Exercise brief:
Reproduce every record below exactly as written, leaving out any pictures.

Exercise materials:
+ + + + +

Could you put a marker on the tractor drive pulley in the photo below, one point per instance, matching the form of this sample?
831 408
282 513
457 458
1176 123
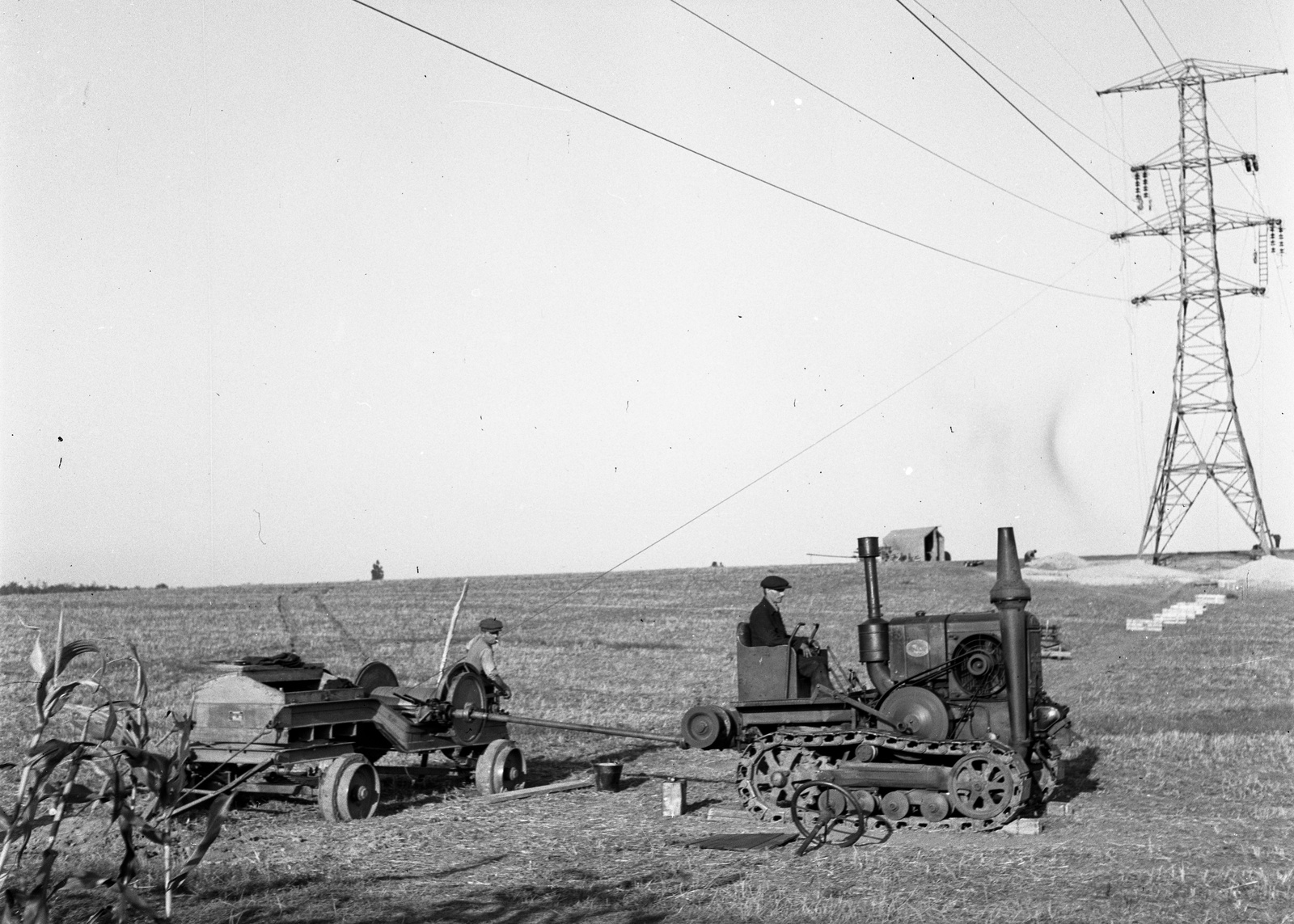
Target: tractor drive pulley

+ + + + +

Task result:
Could you put a marker on the tractor drive pulley in the photo below, one point per instance, matching the form of this sample?
831 408
282 513
457 458
1176 123
Target: tractor drive pulley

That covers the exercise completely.